Problems to work on -
1. In the post about SQL access to cryptocurrency market data, what kind of software does the author say most data APIs were designed for?
2. Resume the post about SQL access to cryptocurrency market data, starting right after its final sentence.

Selected excerpt -
§ §
I’m Nazim, founders of Koinju.io and I wanted to share here an exploratory option we opened very recently: providing access to our database, which contains all cryptocurrency market data, via SQL. REST give access for direct retrieval but we're thinking more and more that SQL access for analytical work over a unified crypto market data layer could be of something because of llms.
This was partly triggered by Didier Lopes, ceo of OpenBB recent essay on financial firms owning the infrastructure where financial work happens (https://www.linkedin.com/pulse/how-did-we-end-up-here-didier-rodrigues-lopes-hgeqe/ ), especially the runtime where workflows execute and AI inference happens.
Most data APIs were designed for software that already knows what it wants. Call an endpoint, get JSON, parse it, compute somewhere else. That model worked great and still works great. But I’m not sure it maps well to llm-driven workflows, especially with big data.
A language model can call APIs /read JSON or write python to do so (claude code can force json output). But that does not mean the model is efficient in ingesting, reshaping, joining, aggregating, validating, or reasoning over large structured datasets through tokenized rows. At small scale, it fit within context limit. At large scale, it becomes complexe and small details may disappear silently, as if they were outliers...
So the thesis we are testing is: For big datasets, the AI-facing primitive should be switched from “return json” to execute a bounded, inspectable operation over the dataset”, something that you could plan, replay and even trace precisely. In that case, the llm endorse the role of a planner/controller. It should be able to inspect schemas, understand constraints, express an operation, check limits or even ASTs, run the computation through an execution layer, and then reason over a compact typed result.
§ §
Extracted entries -
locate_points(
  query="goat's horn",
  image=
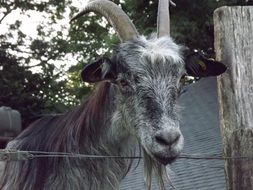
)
(115, 16)
(163, 18)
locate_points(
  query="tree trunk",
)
(234, 46)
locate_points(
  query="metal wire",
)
(17, 155)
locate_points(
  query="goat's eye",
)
(123, 82)
(136, 79)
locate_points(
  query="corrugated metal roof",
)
(200, 127)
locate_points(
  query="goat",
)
(135, 102)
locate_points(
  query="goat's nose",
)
(167, 137)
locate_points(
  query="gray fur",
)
(109, 124)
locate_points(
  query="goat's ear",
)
(101, 69)
(199, 66)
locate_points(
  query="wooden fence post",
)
(234, 46)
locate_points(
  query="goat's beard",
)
(160, 172)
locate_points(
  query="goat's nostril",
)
(168, 139)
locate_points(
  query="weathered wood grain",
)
(234, 46)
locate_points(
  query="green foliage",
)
(30, 80)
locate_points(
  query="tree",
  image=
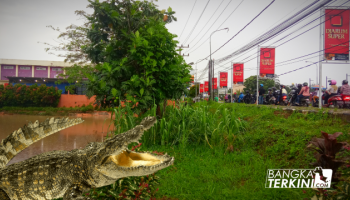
§ §
Solved problems -
1. Software that already knows what it wants.

2.
So SQL is our current attempt at that layer.
This is really not new :-) not even magically “AI-native”. But it is explicit, inspectable, composable, and executable close to the data. REST still makes sense for simple retrieval. But for analytical questions over large market datasets, JSON pagination feels like the wrong unit of work.
And there is also a governance question here: In financial sector, many firms do not want their entire workflow to move into a vendor’s black-box interface. That seems right. Internal context, permissions, model policy, audit logs, and decision workflows should probably live in the firm env, of course. But that does not necessarily mean every external dataset should be copied locally before any question can be asked.
Maybe the better boundary is: -the firm owns the workflow and inference runtime -the data provider exposes a controlled execution surface, -the llm issues bounded operations, -the query engine performs the actual computation -result comes back
I’m interested in any feedback from people working on stuff like that, market data, quant research, analytics... The questions I’m trying to answer: -What is the right interface today for an llm working with bigdata? -Should the model operate on raw, JSON, schemas, SQL, typed tools, semantic layers, or something else? -Where should the boundary be between customer-owned runtime and provider-side data execution?
How should query limits, cost previews, dry runs, permissions, and audit logs work when the caller might be an agent?
I’m not looking only for validation. If the answer is “don’t invent a new AI category; just provide clean data, stable schemas, SQL, docs, and predictable limits”, that would also be useful.